*Your task*
Identify every line in the entries below that contains the word "image", and copy each such line in full. Case counts.

* Begin *

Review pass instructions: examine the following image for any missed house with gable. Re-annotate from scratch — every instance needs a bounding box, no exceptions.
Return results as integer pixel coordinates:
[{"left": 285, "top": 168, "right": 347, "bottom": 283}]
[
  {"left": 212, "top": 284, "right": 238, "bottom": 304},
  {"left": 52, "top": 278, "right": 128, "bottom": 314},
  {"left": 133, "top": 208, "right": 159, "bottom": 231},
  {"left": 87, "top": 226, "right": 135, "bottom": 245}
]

* End *
* Begin *

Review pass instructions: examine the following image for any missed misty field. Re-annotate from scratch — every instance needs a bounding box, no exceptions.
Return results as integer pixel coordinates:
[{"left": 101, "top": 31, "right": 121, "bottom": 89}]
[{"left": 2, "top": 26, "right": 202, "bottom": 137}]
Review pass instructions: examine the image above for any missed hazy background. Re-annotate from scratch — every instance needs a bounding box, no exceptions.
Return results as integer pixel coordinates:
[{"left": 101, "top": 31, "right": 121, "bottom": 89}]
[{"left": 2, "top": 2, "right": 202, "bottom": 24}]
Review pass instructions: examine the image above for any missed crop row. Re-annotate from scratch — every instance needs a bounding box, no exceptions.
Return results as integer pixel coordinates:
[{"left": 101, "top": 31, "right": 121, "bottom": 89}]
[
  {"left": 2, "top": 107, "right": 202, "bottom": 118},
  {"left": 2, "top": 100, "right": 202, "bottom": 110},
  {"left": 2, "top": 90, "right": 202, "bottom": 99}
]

* End *

*Solution to this problem*
Review pass instructions: examine the following image for any missed house with gable. Re-annotate from scratch — every instance needs a bounding box, no exceptions.
Review pass instructions: examine the following image for any missed misty field. Re-annotate from scratch — every instance needs a bounding box, no exceptions.
Review pass instructions: examine the image above for any missed hazy background. Re-annotate from scratch — every instance needs a bounding box, no exceptions.
Review pass instructions: examine the image above for any missed crop row. Re-annotate from scratch — every instance needs a bounding box, no exceptions.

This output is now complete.